* Task brief *
Copy the listing from the line that has "Study the photograph above. For every instance of the man" through its end, replacing "purple shirt" with "violet shirt" and leaving everything else unchanged.

* Data extract *
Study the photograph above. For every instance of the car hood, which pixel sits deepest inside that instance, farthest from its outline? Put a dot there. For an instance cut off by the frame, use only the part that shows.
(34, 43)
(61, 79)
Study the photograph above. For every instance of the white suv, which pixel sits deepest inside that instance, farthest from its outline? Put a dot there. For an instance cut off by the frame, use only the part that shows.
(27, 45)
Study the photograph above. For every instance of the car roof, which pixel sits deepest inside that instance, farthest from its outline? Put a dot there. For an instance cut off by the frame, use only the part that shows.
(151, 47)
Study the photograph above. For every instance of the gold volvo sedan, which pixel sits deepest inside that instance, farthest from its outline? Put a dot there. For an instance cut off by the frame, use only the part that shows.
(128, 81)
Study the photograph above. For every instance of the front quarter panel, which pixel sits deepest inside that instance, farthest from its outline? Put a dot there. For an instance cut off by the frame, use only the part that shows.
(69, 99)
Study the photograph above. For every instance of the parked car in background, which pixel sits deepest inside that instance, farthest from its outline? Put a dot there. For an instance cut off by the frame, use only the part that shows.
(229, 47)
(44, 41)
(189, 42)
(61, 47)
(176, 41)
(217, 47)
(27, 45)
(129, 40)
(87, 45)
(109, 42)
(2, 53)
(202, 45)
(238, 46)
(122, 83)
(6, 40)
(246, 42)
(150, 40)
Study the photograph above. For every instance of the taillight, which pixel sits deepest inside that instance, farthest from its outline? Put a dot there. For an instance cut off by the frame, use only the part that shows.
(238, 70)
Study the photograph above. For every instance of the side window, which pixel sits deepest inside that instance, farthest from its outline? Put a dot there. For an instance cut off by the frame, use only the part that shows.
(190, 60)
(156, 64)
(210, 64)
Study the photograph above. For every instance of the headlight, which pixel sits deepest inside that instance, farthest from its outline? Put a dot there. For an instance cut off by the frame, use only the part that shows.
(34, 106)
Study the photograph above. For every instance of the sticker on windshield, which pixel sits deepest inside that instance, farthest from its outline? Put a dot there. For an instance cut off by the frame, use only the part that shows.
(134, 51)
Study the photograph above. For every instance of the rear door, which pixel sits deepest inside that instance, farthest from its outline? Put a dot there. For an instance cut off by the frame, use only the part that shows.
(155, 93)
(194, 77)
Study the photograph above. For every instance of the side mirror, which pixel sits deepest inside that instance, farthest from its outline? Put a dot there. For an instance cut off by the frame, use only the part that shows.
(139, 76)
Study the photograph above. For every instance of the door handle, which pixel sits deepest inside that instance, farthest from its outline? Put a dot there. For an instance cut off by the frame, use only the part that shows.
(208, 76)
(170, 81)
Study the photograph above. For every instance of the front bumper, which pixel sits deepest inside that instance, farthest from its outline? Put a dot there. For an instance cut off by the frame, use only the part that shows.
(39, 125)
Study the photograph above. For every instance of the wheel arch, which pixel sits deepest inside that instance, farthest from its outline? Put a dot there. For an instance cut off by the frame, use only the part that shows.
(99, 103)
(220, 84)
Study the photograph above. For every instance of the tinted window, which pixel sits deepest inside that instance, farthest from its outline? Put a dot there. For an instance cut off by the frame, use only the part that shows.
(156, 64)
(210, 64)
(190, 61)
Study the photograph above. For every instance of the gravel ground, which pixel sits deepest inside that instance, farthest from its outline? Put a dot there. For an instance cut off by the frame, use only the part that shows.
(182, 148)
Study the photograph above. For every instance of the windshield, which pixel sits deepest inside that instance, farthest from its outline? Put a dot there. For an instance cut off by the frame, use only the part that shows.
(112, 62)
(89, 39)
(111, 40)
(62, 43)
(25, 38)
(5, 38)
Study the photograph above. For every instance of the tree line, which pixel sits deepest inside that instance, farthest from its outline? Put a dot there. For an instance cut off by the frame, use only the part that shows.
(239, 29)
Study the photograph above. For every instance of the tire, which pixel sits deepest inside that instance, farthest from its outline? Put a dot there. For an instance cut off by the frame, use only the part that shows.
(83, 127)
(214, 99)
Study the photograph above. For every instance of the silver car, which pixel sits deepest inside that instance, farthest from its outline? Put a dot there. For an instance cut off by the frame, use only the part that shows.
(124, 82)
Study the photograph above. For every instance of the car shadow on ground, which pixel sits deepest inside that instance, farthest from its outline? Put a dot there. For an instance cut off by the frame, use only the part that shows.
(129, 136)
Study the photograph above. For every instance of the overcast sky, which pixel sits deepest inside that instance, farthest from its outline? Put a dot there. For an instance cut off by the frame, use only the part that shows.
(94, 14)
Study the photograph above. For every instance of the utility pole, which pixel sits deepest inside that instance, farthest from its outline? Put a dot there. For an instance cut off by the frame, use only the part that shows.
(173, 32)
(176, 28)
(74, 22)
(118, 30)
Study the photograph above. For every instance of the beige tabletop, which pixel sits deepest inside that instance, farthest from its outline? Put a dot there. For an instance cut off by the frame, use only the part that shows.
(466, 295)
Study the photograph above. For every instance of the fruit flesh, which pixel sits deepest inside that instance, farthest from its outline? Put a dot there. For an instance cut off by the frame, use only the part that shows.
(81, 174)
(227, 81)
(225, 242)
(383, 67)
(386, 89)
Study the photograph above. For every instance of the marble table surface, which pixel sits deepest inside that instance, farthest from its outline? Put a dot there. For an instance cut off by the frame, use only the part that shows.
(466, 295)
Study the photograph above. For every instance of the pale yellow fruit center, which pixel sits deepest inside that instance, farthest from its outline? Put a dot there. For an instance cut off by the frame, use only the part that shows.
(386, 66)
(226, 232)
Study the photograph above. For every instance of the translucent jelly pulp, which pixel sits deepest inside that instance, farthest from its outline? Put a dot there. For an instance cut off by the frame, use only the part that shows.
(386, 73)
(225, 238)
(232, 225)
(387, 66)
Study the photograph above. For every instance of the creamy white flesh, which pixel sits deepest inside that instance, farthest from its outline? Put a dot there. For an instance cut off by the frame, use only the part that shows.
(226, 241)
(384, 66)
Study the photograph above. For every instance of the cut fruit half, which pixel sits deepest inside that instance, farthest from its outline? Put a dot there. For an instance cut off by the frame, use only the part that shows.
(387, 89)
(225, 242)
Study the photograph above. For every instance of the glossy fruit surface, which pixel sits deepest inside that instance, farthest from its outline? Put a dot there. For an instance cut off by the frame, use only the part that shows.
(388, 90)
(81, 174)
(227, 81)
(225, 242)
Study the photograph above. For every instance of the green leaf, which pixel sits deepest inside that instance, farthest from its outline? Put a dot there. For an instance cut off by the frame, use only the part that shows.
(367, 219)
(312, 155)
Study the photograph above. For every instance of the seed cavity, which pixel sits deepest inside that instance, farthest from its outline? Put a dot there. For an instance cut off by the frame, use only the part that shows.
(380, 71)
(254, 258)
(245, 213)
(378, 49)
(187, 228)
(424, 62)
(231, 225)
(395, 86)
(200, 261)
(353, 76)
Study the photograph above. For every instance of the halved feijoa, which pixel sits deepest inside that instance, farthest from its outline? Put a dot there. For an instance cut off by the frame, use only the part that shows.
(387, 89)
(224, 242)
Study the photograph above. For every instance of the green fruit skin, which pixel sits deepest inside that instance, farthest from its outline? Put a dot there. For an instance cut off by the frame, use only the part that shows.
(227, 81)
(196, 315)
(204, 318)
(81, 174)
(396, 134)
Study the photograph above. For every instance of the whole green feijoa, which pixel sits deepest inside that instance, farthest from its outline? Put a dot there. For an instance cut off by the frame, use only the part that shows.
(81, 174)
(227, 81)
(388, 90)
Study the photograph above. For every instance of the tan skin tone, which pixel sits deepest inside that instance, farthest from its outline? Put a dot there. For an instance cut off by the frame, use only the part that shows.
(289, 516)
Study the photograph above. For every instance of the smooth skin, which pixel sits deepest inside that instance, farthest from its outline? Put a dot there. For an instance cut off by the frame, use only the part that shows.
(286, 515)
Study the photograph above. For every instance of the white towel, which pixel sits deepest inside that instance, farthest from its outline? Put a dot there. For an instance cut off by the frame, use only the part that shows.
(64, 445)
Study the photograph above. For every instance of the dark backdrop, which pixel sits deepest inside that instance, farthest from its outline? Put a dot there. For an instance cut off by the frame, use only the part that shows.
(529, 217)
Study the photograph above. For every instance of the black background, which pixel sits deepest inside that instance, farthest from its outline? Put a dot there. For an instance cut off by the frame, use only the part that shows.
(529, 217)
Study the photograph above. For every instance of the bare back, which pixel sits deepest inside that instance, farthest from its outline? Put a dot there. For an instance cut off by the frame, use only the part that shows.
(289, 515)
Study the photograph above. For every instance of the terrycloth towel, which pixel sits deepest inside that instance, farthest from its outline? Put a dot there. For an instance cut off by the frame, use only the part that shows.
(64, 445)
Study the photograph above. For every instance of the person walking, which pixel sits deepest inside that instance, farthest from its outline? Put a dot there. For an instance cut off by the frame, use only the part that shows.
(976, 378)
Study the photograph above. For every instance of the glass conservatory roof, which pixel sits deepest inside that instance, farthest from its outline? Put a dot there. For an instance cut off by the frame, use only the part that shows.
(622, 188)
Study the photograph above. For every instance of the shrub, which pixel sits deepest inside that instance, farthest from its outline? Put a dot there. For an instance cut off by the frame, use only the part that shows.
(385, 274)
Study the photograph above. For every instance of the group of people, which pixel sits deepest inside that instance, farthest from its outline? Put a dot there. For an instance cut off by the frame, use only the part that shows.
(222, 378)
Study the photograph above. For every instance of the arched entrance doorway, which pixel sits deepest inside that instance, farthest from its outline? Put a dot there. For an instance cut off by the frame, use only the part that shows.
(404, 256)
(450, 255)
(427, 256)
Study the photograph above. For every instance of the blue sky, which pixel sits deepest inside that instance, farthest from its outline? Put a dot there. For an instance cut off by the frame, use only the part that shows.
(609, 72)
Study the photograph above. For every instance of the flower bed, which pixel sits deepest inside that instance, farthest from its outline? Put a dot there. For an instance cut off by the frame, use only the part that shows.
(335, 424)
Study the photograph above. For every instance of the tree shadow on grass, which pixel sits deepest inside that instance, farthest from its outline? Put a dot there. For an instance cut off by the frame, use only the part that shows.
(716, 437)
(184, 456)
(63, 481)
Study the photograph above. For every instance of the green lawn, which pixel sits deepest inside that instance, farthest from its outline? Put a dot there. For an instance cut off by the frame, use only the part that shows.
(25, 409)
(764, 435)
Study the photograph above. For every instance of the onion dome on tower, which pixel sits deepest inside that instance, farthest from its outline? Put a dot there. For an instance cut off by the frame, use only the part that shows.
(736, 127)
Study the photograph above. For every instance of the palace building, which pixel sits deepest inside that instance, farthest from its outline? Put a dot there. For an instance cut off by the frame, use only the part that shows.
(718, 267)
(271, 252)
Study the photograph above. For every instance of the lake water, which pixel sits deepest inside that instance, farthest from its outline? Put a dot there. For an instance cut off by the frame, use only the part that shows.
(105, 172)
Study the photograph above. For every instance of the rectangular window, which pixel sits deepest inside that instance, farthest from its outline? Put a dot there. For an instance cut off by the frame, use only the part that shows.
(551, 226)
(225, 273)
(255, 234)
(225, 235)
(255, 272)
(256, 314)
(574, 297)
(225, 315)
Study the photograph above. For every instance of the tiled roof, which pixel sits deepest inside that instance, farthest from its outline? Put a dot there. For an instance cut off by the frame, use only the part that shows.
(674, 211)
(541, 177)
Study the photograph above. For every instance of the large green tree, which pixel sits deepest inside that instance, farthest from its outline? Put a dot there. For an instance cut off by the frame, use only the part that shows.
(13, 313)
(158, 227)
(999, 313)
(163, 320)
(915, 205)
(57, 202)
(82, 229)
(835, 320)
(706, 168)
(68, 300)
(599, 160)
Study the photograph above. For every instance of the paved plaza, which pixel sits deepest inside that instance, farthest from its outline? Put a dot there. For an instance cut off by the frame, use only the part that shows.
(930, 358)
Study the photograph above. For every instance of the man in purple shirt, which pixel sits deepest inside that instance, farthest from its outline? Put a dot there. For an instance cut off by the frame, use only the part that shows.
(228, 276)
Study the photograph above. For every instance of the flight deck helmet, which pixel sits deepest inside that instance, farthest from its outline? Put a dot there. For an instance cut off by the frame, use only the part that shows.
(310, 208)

* Result below *
Study the photograph above. For every instance of the man in violet shirt, which pixel sits deepest inside that instance, farthest from its outline? Put a dot there. For an instance cut off by the frame, use only the part that shows.
(228, 276)
Study the photograph above. For every instance of the flight deck helmet, which pixel sits deepest inside that instance, farthest from its outline? Put a dot there. For an instance cut off by the frame, use only the part that shows.
(310, 208)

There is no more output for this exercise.